-- begin --
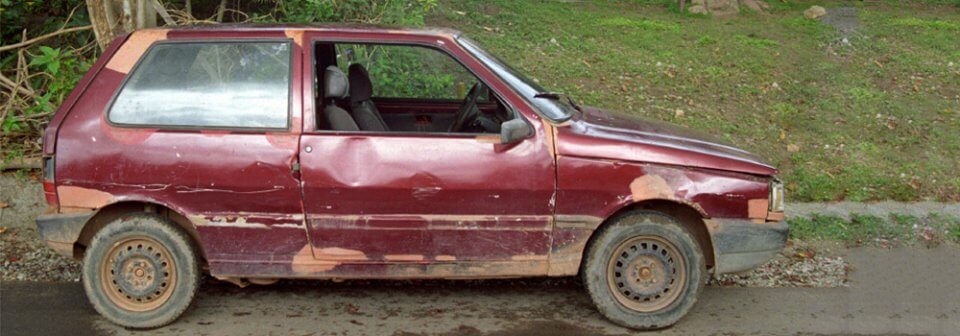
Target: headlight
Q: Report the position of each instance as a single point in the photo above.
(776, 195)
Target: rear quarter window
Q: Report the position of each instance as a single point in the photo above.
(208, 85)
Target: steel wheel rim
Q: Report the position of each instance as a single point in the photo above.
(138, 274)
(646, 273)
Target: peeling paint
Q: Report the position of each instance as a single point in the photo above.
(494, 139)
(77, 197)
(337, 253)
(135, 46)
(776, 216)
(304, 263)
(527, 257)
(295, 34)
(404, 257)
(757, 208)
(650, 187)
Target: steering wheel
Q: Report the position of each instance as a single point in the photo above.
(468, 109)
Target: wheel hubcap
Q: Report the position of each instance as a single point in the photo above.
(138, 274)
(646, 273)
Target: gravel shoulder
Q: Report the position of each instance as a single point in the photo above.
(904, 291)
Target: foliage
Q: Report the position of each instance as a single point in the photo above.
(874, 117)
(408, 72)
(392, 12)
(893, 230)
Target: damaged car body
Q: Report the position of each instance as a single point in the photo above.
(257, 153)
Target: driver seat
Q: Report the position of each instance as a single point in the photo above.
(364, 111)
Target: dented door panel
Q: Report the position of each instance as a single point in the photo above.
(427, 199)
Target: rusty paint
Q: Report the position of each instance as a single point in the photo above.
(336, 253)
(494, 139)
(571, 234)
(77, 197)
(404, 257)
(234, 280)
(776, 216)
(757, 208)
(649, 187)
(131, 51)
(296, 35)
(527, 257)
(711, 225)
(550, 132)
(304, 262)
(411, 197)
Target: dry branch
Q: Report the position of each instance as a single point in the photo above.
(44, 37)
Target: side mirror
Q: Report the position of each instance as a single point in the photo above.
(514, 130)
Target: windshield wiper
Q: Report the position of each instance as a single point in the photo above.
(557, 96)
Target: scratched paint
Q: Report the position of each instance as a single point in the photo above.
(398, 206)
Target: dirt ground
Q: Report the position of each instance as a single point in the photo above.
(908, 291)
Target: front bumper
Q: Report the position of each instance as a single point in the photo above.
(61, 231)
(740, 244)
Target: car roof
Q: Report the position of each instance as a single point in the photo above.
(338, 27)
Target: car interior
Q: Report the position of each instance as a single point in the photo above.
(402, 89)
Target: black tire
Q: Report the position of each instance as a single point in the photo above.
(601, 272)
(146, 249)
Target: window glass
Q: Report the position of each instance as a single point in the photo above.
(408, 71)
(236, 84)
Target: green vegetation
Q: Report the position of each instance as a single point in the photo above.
-- end --
-- begin --
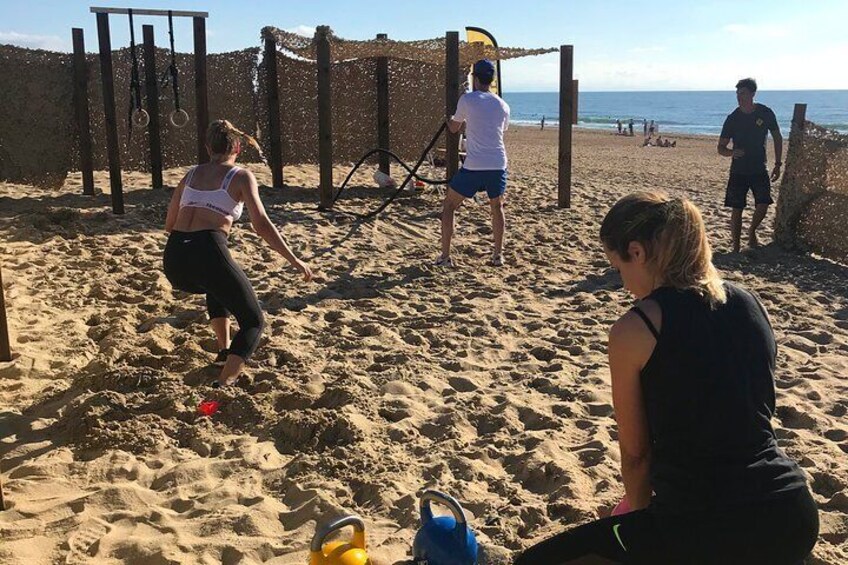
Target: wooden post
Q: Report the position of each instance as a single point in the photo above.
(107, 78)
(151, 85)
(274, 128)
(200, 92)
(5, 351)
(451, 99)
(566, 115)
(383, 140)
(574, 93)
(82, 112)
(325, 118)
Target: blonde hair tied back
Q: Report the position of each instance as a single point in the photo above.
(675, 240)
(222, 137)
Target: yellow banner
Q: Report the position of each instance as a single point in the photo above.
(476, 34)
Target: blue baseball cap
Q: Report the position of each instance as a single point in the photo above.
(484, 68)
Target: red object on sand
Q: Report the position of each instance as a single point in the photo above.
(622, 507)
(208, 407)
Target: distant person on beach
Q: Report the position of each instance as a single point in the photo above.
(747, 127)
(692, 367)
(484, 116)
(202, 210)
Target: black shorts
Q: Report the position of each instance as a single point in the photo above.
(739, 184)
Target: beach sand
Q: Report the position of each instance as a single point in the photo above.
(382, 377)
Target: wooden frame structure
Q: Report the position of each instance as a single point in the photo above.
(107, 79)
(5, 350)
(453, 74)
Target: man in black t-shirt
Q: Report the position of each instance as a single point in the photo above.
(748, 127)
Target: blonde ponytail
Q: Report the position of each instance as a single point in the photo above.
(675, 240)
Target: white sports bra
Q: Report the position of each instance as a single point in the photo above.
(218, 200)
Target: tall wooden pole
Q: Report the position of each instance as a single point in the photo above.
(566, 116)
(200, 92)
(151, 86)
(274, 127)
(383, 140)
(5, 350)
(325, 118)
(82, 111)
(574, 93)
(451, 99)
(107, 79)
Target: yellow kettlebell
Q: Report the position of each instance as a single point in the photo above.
-- end --
-- begin --
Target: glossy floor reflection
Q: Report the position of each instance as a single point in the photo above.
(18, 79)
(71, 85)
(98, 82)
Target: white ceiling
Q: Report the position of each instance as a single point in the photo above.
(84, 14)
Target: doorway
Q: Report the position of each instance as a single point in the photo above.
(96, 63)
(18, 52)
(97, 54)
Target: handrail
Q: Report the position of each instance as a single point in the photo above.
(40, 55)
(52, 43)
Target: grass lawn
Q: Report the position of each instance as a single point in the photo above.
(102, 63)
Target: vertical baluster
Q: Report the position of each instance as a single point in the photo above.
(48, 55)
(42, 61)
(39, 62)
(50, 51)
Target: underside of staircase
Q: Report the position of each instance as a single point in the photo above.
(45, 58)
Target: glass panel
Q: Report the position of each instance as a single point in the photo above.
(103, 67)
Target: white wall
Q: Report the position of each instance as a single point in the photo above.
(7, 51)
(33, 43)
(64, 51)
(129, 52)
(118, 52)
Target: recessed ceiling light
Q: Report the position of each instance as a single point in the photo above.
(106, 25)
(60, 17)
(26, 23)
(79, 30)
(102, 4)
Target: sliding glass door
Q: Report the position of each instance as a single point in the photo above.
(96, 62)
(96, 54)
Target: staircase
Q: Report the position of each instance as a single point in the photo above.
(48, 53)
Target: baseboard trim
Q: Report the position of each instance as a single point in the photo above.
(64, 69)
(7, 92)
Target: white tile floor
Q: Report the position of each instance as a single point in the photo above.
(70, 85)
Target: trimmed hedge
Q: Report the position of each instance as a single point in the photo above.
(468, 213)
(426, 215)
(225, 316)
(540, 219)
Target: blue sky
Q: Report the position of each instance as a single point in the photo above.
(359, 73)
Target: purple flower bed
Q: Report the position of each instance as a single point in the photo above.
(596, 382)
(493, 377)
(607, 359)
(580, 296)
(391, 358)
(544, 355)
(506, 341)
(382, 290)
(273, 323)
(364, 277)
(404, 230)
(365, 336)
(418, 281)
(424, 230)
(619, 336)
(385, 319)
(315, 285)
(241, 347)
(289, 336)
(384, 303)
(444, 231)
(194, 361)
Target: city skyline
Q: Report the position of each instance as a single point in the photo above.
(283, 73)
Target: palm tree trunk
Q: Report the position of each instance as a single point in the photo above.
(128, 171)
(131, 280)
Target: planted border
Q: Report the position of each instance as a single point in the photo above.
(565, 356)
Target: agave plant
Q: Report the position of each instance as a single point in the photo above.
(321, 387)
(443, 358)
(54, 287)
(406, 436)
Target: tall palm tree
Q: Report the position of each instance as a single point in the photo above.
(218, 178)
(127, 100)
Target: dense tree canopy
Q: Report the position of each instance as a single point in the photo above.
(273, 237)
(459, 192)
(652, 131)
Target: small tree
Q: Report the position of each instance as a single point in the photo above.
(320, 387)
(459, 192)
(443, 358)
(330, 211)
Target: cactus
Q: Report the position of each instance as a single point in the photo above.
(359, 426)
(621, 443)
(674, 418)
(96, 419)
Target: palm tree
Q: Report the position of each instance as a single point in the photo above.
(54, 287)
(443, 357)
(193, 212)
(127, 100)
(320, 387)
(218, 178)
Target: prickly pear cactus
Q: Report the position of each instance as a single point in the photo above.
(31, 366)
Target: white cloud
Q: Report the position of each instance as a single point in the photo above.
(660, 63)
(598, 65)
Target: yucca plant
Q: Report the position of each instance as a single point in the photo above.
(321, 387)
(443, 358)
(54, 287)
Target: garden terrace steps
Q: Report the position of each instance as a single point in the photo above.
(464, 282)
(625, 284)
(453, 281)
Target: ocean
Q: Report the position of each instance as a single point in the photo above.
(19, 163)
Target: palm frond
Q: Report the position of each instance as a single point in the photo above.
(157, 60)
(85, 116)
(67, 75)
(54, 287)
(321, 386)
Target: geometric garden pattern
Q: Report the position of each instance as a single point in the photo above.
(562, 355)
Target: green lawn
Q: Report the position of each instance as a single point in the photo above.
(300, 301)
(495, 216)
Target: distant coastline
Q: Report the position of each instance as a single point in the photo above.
-- end --
## WRITTEN TASK
Pick out and copy every row above that contains the word "black".

## SOLVED EXERCISE
Target: black tire
Target: black shorts
Target: man in black t-shirt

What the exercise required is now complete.